* REQUIREMENT: Every record should be written out exactly, with the pictures left out.
--- --- ---
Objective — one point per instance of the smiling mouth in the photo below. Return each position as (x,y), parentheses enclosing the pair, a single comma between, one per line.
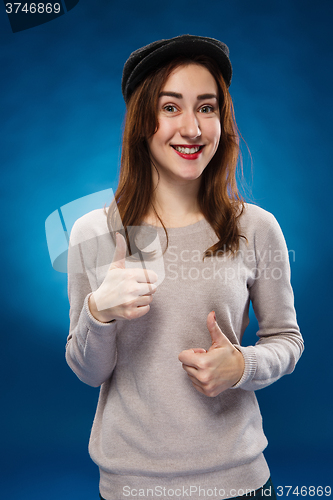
(187,150)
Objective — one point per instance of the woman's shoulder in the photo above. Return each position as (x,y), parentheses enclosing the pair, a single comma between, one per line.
(89,225)
(255,215)
(259,223)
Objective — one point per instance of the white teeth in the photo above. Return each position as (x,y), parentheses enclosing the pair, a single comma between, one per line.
(187,151)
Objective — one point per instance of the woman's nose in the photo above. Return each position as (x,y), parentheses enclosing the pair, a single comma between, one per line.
(190,126)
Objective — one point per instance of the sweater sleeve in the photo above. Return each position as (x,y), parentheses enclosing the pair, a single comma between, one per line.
(280,343)
(91,345)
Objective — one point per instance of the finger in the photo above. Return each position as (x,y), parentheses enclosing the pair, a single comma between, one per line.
(144,275)
(144,300)
(145,289)
(217,336)
(118,260)
(189,358)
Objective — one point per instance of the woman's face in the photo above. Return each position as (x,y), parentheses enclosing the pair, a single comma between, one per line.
(189,124)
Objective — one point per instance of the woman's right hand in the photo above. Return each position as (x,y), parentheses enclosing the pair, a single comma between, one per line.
(124,293)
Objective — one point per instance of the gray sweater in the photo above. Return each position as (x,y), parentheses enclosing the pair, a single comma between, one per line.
(154,435)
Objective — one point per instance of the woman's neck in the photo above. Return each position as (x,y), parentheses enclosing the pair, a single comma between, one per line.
(176,204)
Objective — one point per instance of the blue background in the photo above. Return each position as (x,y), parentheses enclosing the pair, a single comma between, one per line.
(61,122)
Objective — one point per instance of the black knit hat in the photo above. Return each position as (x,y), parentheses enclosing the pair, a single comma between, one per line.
(142,61)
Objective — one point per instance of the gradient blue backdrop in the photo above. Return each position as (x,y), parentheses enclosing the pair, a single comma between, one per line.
(61,120)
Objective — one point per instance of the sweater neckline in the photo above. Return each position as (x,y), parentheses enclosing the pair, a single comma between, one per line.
(191,228)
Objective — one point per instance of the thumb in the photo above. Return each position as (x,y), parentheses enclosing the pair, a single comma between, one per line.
(218,337)
(118,261)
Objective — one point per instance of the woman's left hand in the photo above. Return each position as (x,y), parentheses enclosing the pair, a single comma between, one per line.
(213,371)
--- --- ---
* SOLUTION:
Objective — one point per instance of the smiling mouth in the photo below. Return each position as (x,y), parentheses enclosing the pair, a single comma between, one per line.
(187,150)
Objective — one point per instance of the woman's shoulder in the photo above. Return each position as (x,y), parentheses enclosing the pair, a single comma between, one per line.
(89,225)
(255,215)
(259,223)
Objective — one point per instance of the white teeth in the photo above. Return each position as (x,y), parentheses enclosing the pair, a single comma between, one per line.
(187,151)
Objective — one point per instance of the woman's nose in the photo above. Return each position as (x,y), parentheses enclosing the pair, a single comma between, one per line.
(190,126)
Objective — one point per instance of the sweater sleeve in the photo above. Return each position as (x,y), parentheses enclosing the pair, a single comma between, one per line.
(280,343)
(91,345)
Objective — one point per instance of the finger in the photo above. Return each position as (x,y), parentheses enclosing the pair, a single comma between, one per line.
(144,275)
(144,300)
(145,289)
(217,336)
(118,260)
(189,358)
Objective — one point per instance of the woman's face in the photo above. Return each position as (x,y), parentheses enclosing the pair, a single comma between, one per line.
(189,124)
Objective — one point per instance of the woman's right hand in the photo above. Return each position as (x,y), parentheses enclosing the pair, a single comma between, one per line.
(124,293)
Objective — one point per instance of the gray sweater in the photo above. Return each position as (x,y), parentheses enclosing the pair, a single comma between, one per line.
(154,435)
Objective — one point per instance of the woman's neck in the photo above. Return each position as (x,y), parentheses enclosing the pair, a single comma between, one per line.
(176,204)
Objective — one point per instance of the blue background in the photo above. Return each position as (x,y), parentheses enclosing the pair, a single comma between, one per line.
(61,122)
Objective — one point per instance of the black knit hat in the photo above. Return each position as (x,y), parentheses enclosing the pair, a single comma between, one per line.
(142,61)
Objective — one point per instance of the gradient blue backdrop in the photo above. Return each position as (x,y), parentheses enclosing the pair, a single comma between, one per line.
(61,120)
Objective — one point per instance of the sweater neckline in the photo above. Return each position as (x,y), parentheses enclosing the pair, a single comma between, one per line.
(191,228)
Objective — one point per instance of the thumb in the photo above. Return each position as (x,y), parentheses enclosing the pair, a single comma between, one per line.
(218,337)
(118,261)
Objective — one point per instance of the woman's left hand in the photo above. Return each position as (x,y), parentheses enclosing the pair, a single comma between, one per line.
(213,371)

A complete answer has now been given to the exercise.